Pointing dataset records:
================================
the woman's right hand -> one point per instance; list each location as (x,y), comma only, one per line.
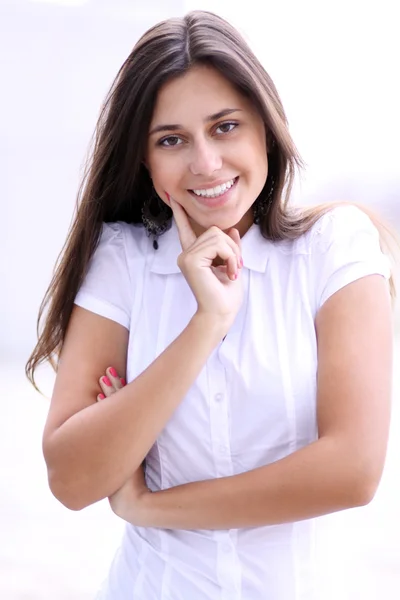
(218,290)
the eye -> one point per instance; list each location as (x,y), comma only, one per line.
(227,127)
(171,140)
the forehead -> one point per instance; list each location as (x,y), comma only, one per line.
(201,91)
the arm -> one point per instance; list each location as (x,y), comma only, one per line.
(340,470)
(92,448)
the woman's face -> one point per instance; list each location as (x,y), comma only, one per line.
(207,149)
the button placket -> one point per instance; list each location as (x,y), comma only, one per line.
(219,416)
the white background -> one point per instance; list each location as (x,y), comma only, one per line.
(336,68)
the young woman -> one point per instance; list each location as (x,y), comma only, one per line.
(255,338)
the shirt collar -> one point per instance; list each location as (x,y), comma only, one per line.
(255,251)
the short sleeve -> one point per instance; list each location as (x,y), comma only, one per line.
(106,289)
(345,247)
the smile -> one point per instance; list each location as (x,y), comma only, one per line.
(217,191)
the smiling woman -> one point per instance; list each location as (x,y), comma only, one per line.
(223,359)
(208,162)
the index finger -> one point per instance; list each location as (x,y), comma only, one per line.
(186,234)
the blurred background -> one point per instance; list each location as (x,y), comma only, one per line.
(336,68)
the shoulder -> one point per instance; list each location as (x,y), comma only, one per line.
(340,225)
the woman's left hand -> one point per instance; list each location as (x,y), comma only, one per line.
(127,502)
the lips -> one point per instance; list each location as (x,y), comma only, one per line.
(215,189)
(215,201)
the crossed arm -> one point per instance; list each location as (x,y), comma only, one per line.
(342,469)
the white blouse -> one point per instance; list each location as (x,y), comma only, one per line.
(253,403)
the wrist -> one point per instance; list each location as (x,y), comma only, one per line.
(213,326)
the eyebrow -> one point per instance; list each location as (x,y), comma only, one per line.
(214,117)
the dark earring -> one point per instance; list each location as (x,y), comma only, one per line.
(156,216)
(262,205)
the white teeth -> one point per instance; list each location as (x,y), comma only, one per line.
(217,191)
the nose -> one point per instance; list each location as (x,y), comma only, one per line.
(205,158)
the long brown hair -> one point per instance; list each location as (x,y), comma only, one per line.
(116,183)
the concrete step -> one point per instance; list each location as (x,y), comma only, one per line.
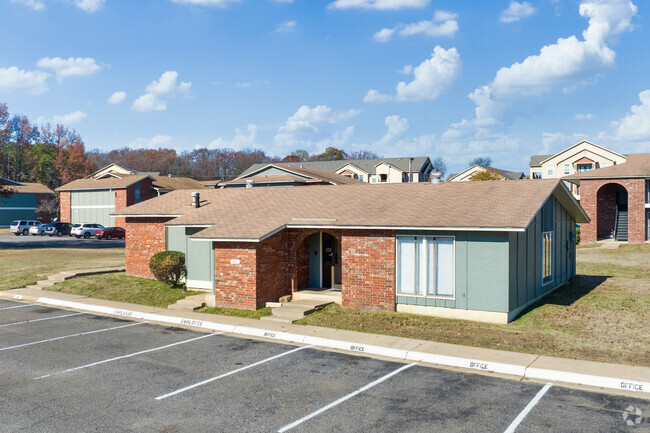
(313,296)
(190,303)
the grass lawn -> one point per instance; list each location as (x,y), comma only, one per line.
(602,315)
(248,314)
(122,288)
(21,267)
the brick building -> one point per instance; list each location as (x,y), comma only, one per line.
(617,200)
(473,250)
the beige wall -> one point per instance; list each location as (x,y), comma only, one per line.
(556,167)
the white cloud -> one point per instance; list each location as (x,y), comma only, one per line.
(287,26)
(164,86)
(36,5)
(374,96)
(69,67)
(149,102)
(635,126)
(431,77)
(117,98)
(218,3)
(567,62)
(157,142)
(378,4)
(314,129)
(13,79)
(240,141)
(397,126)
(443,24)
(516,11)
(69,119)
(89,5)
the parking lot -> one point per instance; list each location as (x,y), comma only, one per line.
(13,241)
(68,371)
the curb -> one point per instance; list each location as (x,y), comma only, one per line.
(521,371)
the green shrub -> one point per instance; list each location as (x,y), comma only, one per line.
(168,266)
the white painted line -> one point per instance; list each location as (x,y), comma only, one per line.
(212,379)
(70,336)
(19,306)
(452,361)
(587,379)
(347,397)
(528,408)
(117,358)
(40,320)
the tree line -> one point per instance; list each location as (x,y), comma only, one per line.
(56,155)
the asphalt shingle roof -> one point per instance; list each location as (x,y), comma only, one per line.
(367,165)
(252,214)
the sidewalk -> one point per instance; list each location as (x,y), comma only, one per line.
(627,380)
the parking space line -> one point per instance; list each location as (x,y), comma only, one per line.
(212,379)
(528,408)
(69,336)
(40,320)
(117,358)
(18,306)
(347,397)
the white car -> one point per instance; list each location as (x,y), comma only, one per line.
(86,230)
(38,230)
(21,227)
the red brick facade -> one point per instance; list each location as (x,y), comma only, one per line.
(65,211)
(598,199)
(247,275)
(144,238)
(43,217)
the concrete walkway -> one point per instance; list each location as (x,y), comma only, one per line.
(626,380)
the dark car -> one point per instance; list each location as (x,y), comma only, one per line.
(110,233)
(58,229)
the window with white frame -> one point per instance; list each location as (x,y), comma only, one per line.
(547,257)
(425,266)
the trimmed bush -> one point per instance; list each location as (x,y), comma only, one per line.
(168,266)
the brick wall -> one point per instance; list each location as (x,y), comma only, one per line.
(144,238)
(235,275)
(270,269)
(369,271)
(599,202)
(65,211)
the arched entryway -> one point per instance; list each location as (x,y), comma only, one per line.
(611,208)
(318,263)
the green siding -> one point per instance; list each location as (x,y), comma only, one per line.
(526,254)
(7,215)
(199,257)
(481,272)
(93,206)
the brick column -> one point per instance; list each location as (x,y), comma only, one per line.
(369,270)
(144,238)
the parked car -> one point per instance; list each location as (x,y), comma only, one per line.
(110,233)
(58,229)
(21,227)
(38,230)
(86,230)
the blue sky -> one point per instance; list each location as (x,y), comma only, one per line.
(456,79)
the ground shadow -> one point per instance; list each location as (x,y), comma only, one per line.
================================
> _SHORT PROBLEM_
Reproduce the listing above exactly from the line containing "the concrete walkway" through its last line, with both of those lines included.

> _SOLUTION FOR THIS PROBLEM_
the concrete walkway -> one point per instance; list each location as (x,y), comma only, one per line.
(626,380)
the dark car -> one point per instance; list each location as (x,y), comma only, one per line.
(110,233)
(58,229)
the window with white frame -> one point per instance; list each location as (x,y), comma only, one per line.
(547,257)
(425,266)
the trimmed bush -> one point per instance; list each location as (x,y), comma only, one per line.
(168,266)
the brick wall -> one point per instance; list each location as (x,y), comma only, one per line.
(144,238)
(235,275)
(270,269)
(369,271)
(599,202)
(65,211)
the arched entryway -> one point per instance; list each location as (x,y), comma only, one per line.
(611,208)
(318,263)
the green siding -> one point per instance; list each location as (x,y), comma only, one per line.
(526,254)
(7,215)
(199,257)
(481,272)
(93,206)
the brick column -> one point per instance; list each location as (x,y), comma only, one per line.
(369,270)
(144,238)
the parked car -> one point per instance; list each location as (x,y), comma only, one per line.
(110,233)
(58,229)
(21,227)
(38,230)
(86,230)
the blue sky -> one point per instance; list each location as (x,y), comma only, one per line.
(456,79)
the ground shadow -> one point per instance; list each location as (x,y), comma only, one per line.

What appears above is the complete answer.